AVAILABLE DATA:
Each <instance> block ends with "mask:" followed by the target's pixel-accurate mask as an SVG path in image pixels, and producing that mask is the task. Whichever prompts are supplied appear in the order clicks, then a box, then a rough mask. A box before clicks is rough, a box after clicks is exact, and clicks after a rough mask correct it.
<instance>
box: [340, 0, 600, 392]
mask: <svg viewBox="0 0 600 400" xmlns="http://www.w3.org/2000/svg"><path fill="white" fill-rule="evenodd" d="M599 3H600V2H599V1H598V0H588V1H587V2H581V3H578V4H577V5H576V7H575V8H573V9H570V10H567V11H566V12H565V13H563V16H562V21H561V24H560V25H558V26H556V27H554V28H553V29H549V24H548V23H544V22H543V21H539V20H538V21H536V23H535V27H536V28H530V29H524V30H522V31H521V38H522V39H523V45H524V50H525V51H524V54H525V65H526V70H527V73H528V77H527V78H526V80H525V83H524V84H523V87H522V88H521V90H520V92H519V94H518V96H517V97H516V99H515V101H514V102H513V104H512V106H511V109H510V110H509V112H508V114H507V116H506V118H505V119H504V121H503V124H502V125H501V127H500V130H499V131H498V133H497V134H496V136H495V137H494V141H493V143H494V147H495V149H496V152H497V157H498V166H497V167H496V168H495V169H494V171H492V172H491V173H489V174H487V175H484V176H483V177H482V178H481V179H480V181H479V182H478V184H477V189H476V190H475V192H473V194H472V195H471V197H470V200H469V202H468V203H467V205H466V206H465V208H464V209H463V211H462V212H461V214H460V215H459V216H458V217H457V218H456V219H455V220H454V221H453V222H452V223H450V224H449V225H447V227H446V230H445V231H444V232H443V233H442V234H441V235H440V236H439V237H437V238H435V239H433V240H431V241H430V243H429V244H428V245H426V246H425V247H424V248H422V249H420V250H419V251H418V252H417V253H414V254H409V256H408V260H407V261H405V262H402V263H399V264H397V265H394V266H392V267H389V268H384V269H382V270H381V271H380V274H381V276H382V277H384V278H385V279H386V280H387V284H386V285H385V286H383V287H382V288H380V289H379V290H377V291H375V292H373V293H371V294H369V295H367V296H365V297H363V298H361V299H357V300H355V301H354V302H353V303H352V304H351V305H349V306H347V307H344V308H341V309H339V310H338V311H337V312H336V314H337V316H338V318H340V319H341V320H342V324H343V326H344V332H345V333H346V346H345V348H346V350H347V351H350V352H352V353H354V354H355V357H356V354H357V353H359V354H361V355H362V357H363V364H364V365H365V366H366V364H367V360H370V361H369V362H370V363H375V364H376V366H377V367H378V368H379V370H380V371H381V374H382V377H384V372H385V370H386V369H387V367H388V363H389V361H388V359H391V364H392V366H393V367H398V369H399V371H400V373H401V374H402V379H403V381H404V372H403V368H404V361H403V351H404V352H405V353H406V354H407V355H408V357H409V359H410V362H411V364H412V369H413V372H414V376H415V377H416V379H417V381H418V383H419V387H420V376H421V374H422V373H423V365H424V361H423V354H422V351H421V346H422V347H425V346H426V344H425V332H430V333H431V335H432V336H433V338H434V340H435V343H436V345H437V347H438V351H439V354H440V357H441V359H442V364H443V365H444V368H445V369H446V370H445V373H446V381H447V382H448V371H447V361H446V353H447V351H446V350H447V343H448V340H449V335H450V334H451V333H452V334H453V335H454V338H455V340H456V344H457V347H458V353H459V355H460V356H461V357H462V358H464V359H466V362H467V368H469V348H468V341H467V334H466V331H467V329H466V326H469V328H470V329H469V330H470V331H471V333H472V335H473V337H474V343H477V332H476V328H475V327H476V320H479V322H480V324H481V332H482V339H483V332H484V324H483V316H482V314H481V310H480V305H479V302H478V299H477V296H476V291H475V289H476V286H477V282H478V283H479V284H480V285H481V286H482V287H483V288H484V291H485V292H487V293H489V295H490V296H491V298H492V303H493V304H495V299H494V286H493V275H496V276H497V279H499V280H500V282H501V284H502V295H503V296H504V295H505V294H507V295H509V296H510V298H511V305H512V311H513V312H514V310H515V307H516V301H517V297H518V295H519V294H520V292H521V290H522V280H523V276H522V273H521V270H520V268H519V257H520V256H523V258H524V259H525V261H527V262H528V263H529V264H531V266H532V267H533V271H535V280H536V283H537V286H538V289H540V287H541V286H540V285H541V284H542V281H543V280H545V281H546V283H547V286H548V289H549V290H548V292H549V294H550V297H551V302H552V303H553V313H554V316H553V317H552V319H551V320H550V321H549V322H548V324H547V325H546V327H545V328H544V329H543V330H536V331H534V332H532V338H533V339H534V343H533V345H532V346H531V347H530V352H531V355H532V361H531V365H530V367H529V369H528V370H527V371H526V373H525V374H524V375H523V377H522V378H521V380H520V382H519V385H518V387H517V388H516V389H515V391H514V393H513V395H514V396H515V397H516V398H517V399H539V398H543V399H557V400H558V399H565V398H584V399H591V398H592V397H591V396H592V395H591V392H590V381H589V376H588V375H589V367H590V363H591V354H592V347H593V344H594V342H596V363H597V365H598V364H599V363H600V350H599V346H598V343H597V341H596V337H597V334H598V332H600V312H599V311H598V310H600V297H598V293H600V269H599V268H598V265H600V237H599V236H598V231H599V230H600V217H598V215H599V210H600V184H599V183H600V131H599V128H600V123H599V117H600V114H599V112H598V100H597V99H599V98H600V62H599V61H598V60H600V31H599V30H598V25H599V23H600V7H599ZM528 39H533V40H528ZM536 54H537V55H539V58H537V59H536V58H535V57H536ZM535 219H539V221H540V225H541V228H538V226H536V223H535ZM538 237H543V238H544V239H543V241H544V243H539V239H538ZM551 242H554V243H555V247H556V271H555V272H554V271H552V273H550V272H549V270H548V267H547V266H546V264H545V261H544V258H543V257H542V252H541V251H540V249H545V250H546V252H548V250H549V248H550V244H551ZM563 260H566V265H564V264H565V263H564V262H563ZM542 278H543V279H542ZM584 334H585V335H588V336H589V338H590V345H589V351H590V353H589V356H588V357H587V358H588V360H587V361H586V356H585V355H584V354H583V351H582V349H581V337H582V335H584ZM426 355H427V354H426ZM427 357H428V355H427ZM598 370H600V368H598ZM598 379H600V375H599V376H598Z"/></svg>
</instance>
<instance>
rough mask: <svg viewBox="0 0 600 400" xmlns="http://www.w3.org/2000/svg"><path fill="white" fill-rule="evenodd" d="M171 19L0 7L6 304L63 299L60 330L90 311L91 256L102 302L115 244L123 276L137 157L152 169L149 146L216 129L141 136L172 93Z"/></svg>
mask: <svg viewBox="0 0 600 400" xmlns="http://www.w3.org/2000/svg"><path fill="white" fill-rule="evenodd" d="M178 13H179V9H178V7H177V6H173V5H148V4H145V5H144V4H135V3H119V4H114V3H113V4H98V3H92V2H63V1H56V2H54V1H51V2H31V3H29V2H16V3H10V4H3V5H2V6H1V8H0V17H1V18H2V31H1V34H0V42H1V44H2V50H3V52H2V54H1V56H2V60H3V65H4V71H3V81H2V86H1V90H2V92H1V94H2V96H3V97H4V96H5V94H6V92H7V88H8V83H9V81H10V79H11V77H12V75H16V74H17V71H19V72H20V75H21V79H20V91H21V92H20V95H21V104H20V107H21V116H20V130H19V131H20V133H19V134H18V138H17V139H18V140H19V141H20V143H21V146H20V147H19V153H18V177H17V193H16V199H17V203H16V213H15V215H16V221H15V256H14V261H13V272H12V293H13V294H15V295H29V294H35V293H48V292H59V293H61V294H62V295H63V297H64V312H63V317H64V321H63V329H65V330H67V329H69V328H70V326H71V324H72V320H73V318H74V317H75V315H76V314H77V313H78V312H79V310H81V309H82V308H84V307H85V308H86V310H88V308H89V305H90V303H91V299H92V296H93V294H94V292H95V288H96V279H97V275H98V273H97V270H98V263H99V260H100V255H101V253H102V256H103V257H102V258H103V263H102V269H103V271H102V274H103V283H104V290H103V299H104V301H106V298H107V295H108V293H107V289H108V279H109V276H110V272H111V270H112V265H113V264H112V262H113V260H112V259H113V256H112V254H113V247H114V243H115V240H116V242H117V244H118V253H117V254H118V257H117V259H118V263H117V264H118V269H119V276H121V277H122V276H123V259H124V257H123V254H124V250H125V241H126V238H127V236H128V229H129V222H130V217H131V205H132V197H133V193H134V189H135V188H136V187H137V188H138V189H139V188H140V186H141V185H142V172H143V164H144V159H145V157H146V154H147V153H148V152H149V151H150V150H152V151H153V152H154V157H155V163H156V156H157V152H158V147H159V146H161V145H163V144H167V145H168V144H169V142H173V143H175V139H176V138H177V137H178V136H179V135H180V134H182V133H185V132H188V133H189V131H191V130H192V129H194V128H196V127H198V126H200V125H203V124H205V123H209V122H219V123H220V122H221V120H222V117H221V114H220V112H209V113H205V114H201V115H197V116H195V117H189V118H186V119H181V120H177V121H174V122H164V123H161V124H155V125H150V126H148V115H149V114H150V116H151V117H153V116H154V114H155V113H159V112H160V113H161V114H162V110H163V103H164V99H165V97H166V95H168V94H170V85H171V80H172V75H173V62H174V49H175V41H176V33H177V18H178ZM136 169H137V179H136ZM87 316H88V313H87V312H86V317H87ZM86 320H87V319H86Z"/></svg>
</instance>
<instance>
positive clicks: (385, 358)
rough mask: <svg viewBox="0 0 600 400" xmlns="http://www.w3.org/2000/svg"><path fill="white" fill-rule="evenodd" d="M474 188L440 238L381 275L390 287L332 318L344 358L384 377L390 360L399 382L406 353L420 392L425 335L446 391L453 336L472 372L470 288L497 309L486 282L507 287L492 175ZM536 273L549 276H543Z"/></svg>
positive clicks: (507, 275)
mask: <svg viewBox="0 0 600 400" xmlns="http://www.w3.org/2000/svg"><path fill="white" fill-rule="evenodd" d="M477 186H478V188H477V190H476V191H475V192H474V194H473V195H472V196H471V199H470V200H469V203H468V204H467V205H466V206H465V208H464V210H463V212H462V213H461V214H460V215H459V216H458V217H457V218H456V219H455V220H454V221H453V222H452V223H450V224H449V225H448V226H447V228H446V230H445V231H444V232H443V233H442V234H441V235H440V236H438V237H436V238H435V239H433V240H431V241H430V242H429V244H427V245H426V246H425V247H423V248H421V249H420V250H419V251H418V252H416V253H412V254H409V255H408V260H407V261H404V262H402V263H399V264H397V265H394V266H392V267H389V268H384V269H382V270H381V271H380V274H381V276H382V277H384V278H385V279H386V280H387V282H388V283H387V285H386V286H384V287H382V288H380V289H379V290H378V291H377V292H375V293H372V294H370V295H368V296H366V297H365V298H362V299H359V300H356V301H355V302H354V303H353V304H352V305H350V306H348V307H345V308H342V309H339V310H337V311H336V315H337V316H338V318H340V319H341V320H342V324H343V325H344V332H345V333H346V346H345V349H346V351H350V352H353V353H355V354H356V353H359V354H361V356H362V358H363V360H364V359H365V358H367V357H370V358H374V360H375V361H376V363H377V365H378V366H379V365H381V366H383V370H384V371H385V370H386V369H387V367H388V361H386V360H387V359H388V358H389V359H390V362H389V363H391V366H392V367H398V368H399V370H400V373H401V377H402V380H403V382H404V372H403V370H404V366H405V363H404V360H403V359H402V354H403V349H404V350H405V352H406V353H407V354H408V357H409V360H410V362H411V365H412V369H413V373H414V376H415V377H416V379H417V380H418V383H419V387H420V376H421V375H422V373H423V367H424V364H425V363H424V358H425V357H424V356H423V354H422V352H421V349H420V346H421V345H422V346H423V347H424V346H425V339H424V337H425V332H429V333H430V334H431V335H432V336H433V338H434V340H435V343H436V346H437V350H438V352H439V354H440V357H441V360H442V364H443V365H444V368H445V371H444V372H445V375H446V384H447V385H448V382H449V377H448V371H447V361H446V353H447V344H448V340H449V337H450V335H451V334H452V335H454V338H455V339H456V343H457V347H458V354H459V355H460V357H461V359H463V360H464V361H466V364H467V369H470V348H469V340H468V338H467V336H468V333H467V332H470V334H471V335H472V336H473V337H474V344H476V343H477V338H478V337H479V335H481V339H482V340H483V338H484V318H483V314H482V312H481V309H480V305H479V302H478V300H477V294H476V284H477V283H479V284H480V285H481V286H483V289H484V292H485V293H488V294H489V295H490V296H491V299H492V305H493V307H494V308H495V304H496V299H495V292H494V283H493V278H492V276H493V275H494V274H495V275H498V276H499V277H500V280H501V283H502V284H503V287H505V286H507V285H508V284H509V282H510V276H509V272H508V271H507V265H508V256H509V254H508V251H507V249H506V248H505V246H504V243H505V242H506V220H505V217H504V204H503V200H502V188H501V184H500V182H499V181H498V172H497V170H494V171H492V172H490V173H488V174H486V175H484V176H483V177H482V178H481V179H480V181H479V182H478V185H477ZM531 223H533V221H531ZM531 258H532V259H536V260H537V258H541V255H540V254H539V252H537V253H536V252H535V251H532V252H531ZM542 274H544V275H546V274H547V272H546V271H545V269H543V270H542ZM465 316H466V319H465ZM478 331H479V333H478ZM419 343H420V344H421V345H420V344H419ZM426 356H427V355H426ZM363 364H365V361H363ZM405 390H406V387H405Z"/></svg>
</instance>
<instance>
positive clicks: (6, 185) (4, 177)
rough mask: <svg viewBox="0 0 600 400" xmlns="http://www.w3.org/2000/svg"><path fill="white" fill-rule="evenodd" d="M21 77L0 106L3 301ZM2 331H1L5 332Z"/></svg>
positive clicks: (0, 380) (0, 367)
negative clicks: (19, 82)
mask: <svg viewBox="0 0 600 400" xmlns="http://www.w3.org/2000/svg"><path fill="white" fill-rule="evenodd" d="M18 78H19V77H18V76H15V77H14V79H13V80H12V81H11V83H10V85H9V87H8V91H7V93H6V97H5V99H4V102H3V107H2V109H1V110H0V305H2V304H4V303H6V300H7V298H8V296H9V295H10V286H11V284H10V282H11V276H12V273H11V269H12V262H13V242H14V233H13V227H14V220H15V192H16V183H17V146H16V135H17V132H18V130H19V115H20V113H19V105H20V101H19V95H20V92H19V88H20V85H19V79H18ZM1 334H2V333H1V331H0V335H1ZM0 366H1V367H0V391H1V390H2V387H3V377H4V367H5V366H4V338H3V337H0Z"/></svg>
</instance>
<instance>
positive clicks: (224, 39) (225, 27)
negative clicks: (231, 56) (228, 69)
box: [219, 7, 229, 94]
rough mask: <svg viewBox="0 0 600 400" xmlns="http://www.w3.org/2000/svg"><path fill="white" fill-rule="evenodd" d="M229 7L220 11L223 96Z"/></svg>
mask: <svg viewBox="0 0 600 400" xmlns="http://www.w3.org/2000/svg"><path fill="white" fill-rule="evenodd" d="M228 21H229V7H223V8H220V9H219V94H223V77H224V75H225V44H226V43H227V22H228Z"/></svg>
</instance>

ACTIVITY: Reproduce verbatim the lines of the listing above, beginning with its first line and continuing through the line containing "box: [340, 0, 600, 392]", with both ends included.

SOLUTION TO THIS EXERCISE:
Each <instance> block ends with "mask:" followed by the target's pixel-accurate mask as an SVG path in image pixels, and producing that mask is the task. Whichever prompts are supplied appear in the order clicks, then a box, then a rough mask. A box before clicks is rough, a box after clicks is exact, and clicks after a rough mask correct it.
<instance>
box: [340, 0, 600, 392]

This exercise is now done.